■ What is expected ■
Write the next part of the news report below on West Virginia's daily COVID-19 figures, starting after its final sentence.

[[ Document section, beginning ]]

WV DHHR confirms 940 new COVID-19 cases, 14 additional deaths on Thursday

Coronavirus

CHARLESTON, W.Va. – The West Virginia Department of Health and Human Resources confirmed 940 new COVID-19 cases and 14 additional deaths in its report on Thursday.

The DHHR announced 857 new COVID-19 cases and 21 additional deaths in its report on Wednesday.

The report from the DHHR stated that as of 10 a.m. on Thursday, January 21, there have been a total of 1,801,381 (+16,594) laboratory results received for COVID-19, with 112,617 (+940) total cases and 1,849 (+14) of those cases resulting in deaths.

A report from Wednesday, January 20, when 21 deaths were added to the state’s death count, a 75-year old male from Pleasants County has been determined to be a duplicate and therefore reduced the total deaths to 1,835 prior to today’s report.

*Residents from North Central West Virginia counties are in bold*

The DHHR has confirmed the deaths of a 93-year old female from Wood County, a 72-year old male from Kanawha County, a 54-year old male from Cabell County, a 66-year old male from Mercer County, an 81-year old male from Doddridge County, a 65-year old female from Kanawha County, a 66-year old male from Harrison County, a 74-year old female from Kanawha County, a 68-year old male from Wood County, a 36-year old female from Kanawha County, an 83-year old female from Wood County, an 84-year old male from Cabell County, a 78-year old male from Kanawha County, and a 58-year old female from Hancock County.

“This is another tragic day for West Virginia as the death toll continues to rise,” said Bill J. Crouch, DHHR Cabinet Secretary. “Our hearts go out to these West Virginians and their families. Let’s continue taking every precaution we can to slow the spread of this disease.”

According to the DHHR’s COVID-19 dashboard, there are currently 25,737 (-480) active cases and 85,031 (+1,407) recovered cases in the state.

[[ Document section, end ]]
[[ Given data, beginning ]]

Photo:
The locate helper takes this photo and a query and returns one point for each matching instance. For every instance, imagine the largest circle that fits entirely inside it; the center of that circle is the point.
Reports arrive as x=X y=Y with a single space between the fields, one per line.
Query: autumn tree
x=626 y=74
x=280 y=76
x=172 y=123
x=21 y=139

[[ Given data, end ]]

■ Answer to the problem ■
Listed below are the total numbers of COVID-19 cases per county, according to the DHHR’s latest report:

CASES PER COUNTY: Barbour (1,030), Berkeley (8,289), Boone (1,338), Braxton (718), Brooke (1,811), Cabell (6,604), Calhoun (194), Clay (310), Doddridge (375), Fayette (2,218), Gilmer (542), Grant (936), Greenbrier (2,100), Hampshire (1,278), Hancock (2,360), Hardy (1,119), Harrison (4,157), Jackson (1,526), Jefferson (3,072), Kanawha (10,483), Lewis (746), Lincoln (1,065), Logan (2,169), Marion (3,023), Marshall (2,612), Mason (1,432), McDowell (1,166), Mercer (3,754), Mineral (2,337), Mingo (1,803), Monongalia (6,648), Monroe (839), Morgan (833), Nicholas (966), Ohio (3,180), Pendleton (505), Pleasants (734), Pocahontas (529), Preston (2,305), Putnam (3,588), Raleigh (3,797), Randolph (2,032), Ritchie (516), Roane (421), Summers (642), Taylor (932), Tucker (427), Tyler (522), Upshur (1,333), Wayne (2,157), Webster (225), Wetzel (930), Wirt (305), Wood (6,227), Wyoming (1,457).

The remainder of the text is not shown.